In tal caso era lo Stato
Maggiore Esercito a
trasmettere direttamente al
comandate del X reggimento
l’azione da svolgere. Il
colonnello Renzo Gazzaniga
sceglieva all’ultimo
momento, cioé un paio di ore
prima dell’azione, la
pattuglia da impiegare e
spiegava ai componenti le
modalità del sabotaggio, la
località e l’eventuale
recupero; era poi compito
degli arditi scelti,
studiare i dettagli
particolari per lo
svolgimento dell’azione.
Una nota
particolare: i nostri
sabotatori in ogni azione,
indossavano la regolare
divisa dell’Esercito con
stellette e gradi,
attenendosi rigorosamente
alle Leggi Internazionali di
guerra, al contrario dei
sabotatori inglesi che
sovente usavano
travestimenti con divise
militari dell’avversario o
con abiti civili, con
particolare riferimento agli
usi e costumi delle
popolazioni del luogo ove
dovevano operare.
BATTAGLIONE PARACADUTISTI
REGIA AERONAUTICA
( 1° D’ASSALTO e
ADRA )

:::::

Consegna a —
Restituisci ogni riga delle voci che contiene la stringa "churchyard", tenendo conto di maiuscole e minuscole.

Voci fornite —
:::::

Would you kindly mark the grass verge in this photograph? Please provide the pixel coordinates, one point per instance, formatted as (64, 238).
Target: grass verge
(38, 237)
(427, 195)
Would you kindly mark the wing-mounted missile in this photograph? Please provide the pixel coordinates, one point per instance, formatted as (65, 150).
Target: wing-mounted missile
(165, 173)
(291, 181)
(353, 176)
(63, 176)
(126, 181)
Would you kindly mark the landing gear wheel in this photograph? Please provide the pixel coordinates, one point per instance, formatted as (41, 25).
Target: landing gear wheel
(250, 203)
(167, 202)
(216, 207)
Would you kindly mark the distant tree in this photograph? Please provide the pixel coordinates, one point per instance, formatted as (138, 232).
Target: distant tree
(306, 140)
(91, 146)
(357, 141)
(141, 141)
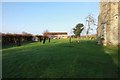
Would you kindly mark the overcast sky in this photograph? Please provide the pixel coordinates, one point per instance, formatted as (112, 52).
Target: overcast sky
(35, 17)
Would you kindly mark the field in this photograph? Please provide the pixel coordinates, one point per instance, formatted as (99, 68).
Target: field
(60, 59)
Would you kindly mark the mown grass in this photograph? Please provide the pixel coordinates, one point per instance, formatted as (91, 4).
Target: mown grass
(60, 59)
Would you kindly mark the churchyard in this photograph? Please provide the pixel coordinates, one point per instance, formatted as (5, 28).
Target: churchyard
(60, 59)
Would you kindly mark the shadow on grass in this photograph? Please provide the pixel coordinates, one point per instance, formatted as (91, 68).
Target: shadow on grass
(14, 45)
(63, 60)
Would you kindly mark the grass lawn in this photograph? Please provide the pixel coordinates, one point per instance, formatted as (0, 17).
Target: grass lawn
(60, 59)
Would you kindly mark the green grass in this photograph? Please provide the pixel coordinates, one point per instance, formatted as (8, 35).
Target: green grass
(60, 59)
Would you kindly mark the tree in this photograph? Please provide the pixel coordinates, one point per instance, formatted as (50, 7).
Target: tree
(90, 20)
(78, 29)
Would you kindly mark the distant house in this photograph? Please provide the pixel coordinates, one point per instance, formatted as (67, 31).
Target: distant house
(57, 35)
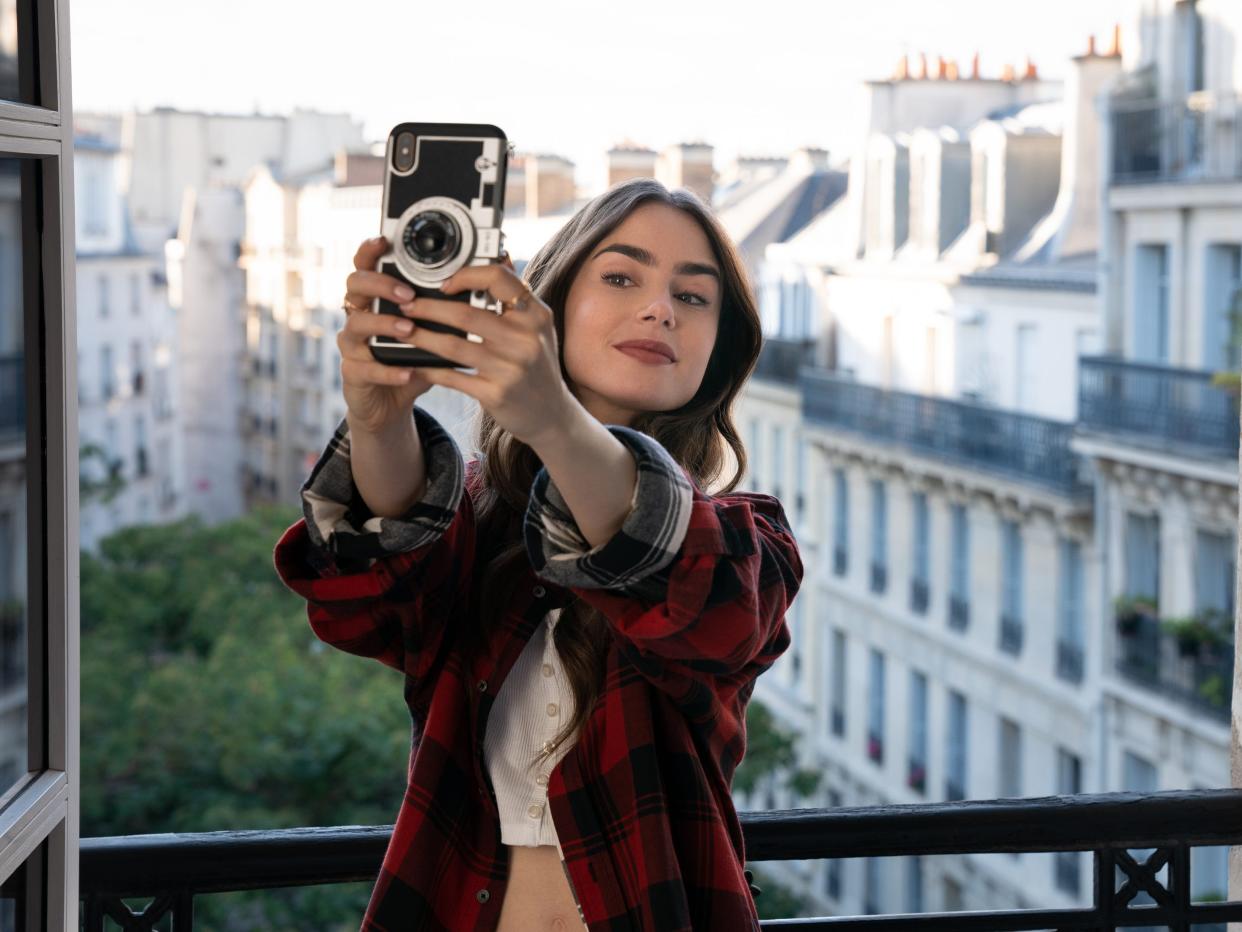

:::::

Consegna b —
Estendi il brano sui sabotatori del X reggimento, scrivendone il seguito dopo l'ultima riga riportata.

Risultato a —
Would you kindly mark the churchyard in this photograph? Please provide the pixel coordinates, one point per instance, formatted as (5, 28).
Target: churchyard

Risultato b —
Nell’aprile 1942, lo Stato
Maggiore dell’Aeronautica
decise la costituzione di un
battaglione di
paracadutisti; scopo
iniziale era quello di
prepararli in vista del
tanto prospettato progetto
C.3, occupazione dell’isola
di Malta.
Venne
diramata una circolare a
tutti i comandi aeronautici
dislocati nel territorio
nazionale, affinché
portassero a conoscenza al
loro personale del bando di
arruolamento di una Unità
speciale. Aderirono circa
2.000 avieri ma solo 400
riuscirono a superare la
difficile selezione.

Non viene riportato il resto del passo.